* WHAT TO DO: The entries should be given again so that each one matches the original exactly.

* RECORDS SUPPLIED:

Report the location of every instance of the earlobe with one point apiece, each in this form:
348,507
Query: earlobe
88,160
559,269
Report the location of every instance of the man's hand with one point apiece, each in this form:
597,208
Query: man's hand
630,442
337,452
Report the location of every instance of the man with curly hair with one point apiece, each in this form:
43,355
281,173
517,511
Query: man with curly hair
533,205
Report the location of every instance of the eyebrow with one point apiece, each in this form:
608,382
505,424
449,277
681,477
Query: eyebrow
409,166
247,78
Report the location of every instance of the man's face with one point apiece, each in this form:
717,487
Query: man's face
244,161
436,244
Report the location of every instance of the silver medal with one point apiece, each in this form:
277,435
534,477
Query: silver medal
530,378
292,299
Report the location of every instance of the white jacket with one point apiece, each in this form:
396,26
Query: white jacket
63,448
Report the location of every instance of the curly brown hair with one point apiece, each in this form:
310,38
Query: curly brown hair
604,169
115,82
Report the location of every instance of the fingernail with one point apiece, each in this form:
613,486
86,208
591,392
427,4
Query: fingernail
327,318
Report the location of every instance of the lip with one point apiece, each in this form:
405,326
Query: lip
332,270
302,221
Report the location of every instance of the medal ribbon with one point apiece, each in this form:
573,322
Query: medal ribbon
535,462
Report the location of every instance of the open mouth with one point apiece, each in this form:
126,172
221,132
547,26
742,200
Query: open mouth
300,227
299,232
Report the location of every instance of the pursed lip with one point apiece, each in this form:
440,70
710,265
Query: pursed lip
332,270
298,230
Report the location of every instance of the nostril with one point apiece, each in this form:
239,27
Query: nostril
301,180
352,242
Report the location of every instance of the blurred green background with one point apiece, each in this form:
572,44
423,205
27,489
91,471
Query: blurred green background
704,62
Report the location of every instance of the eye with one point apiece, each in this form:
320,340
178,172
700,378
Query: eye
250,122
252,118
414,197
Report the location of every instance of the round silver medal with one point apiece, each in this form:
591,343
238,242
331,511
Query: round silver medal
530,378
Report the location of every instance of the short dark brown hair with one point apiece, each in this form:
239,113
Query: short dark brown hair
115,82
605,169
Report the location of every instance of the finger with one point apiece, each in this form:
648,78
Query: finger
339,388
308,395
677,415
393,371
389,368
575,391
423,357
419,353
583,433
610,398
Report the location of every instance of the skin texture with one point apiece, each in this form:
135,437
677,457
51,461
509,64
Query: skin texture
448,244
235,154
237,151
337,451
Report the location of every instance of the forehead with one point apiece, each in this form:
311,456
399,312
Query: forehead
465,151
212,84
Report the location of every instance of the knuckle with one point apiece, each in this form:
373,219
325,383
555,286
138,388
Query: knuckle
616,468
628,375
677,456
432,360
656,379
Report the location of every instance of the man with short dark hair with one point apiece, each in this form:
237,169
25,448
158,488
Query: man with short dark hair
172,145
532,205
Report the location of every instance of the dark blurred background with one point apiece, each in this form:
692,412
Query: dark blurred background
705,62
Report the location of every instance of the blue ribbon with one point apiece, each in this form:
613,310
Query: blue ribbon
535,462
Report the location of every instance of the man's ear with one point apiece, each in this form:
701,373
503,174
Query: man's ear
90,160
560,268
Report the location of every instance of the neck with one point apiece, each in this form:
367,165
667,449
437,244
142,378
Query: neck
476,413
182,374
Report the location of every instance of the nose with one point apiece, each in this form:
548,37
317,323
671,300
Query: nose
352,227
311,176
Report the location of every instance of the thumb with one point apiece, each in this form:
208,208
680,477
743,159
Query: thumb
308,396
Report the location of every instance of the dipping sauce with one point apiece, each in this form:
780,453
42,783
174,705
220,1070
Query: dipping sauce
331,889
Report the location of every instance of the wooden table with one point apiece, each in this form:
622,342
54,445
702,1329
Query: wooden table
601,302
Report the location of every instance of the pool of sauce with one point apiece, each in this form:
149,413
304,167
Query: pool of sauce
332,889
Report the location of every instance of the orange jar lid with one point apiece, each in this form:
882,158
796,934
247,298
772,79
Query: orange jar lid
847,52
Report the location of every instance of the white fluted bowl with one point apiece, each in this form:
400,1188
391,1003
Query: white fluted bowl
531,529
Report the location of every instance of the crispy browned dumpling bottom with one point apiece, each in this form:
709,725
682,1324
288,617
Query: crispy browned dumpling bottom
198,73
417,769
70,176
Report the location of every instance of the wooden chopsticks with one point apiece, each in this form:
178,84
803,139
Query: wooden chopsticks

* EXERCISE ANSWER:
Report the location of every instance of the earlobe with one point apiece, each in this form:
348,507
Query: earlobe
88,160
559,269
Report the location of every instance of the man's hand with one point apiece, each in this form:
597,208
Query: man's hand
630,442
337,452
Report the location of every instance of the man with curly hair with one point apiece, each in this form:
43,355
281,173
517,511
Query: man with curly hair
533,205
Report the location of every instance of the eyebrow with one point apiece, each in this form:
608,382
505,424
449,277
681,477
Query: eyebrow
409,166
247,78
Report the location of every instance of the man's face with one point apiece, each in this form:
717,487
Query: man's face
244,161
436,244
Report the location of every instance of the silver medal with one point apiece, each in this form:
277,435
534,477
Query: silver medal
530,378
292,299
Report the location of every instance of the white jacket with one point apiece, each in this form:
396,26
Query: white jacket
63,448
Report the location of every instance of the curly brown hair with one point apiece, each in this form:
310,38
Query: curly brown hair
604,169
115,82
Report the location of every instance of the fingernail with one point apiece, each in this form:
613,486
86,208
591,392
427,4
Query: fingernail
327,318
Report the location of every instance of the lip with one point apiece, each in this form:
405,326
Query: lip
332,270
302,221
Report the location of every instance of the medal ribbon with one point apiece, each in this form:
573,322
Query: medal ribbon
535,462
Report the location of every instance of the open mouth with one point apiece, each in this form:
126,172
221,132
547,26
742,200
Query: open mouth
300,227
299,232
Report the location of every instance of the pursed lip with one point apiece, each in this form:
440,70
710,265
Query: pursed lip
332,270
298,230
Report the location of every instance of the nostril with one point apiece, each in this form:
239,27
Query: nostril
301,180
352,242
Report the location of every instance of the blurred green background with one point apiece, each in this form:
572,44
423,205
27,489
91,471
Query: blurred green background
704,62
Report the location of every instance of the eye with one point apiece, each in this form:
320,340
178,172
700,378
Query: eye
250,122
252,118
414,197
Report the location of every instance of the round silver medal with one point apiece, each in this form:
591,343
238,242
331,511
Query: round silver medal
530,378
Report the location of every instance of the short dark brown hair with one point apiece, each in this form:
239,113
Query: short dark brown hair
115,82
605,169
Report the location of every instance of the finger with one point apiece, each in this form:
648,78
Query: finger
339,388
308,395
677,415
393,371
389,368
575,391
423,357
419,353
583,433
610,398
Report the location of every instance of the skin texture with one point apiece, each in this form:
135,437
677,457
51,461
509,64
Query: skin texture
448,244
235,154
237,151
337,451
Report the location of every instance of the forehead with one point apiece, each in this form:
311,456
399,312
Query: forehead
465,151
212,84
Report the location of every instance of the knuckle with one point apiece, each in this form:
373,219
325,383
555,286
138,388
Query: knuckle
616,468
628,375
677,456
432,360
656,379
Report the location of every instance of the man with short dark hair with one point apiece, each in this form:
237,169
25,448
158,488
Query: man with short dark hair
172,145
532,205
Report the location of every instance of the dark blurred background with one point apiece, each in this form:
692,412
Query: dark blurred background
705,62
Report the location of every instance of the blue ribbon with one point apiece, each in this form:
613,310
Query: blue ribbon
535,462
Report the location of every instance of the man's ear with one point apiece, each in this form:
701,373
503,174
Query: man's ear
90,160
560,268
Report the location of every instance of the neck with one point apiece, each in this form:
367,165
667,449
437,244
142,378
Query: neck
476,413
182,374
Report the location of every instance of the nose with one point apiece, each in this form:
548,37
317,323
671,300
Query: nose
352,227
311,176
Report the location of every instance of the thumb with one point apiece, each in this form:
208,208
680,477
743,159
Query: thumb
308,396
Report the location of every instance of the dipping sauce with one point apiece, each in this form:
780,453
42,783
174,705
220,1070
Query: dipping sauce
331,889
Report the location of every instance of the wooden table with one point apiece, each in this form:
622,342
54,445
702,1329
Query: wooden table
601,302
Report the location of every instance of the pool of sauce with one point apiece, each in this form:
149,413
304,167
Query: pool of sauce
332,889
Report the location of every instance of the orange jar lid with one point apiece, each in this form:
882,158
796,934
247,298
772,79
Query: orange jar lid
847,52
Report the location of every instance of the white fluted bowl with one point apiece, each in this form:
400,1188
391,1003
Query: white fluted bowl
531,529
Report the location of every instance of the crispy browned dumpling bottom with one point apiece, each in this form:
709,725
682,1324
288,617
Query: crispy browned dumpling bottom
198,73
417,769
70,176
Report the location of every instance of the wooden chopsticks with one point apiece, each in this form:
178,84
803,139
Query: wooden chopsticks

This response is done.